**YOUR OBJECTIVE:**
Put these lines into a Markdown table, with the row number under Row and the line under Content, skipping blank lines.

Location labeling records

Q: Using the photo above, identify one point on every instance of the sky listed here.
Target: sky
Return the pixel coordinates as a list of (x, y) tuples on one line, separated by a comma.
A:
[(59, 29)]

**FULL RESPONSE:**
| Row | Content |
|---|---|
| 1 | Q: Using the photo above, identify one point on every instance of the sky listed here. |
| 2 | Target: sky |
| 3 | Return the pixel coordinates as a list of (x, y) tuples on one line, separated by a comma. |
| 4 | A: |
| 5 | [(59, 29)] |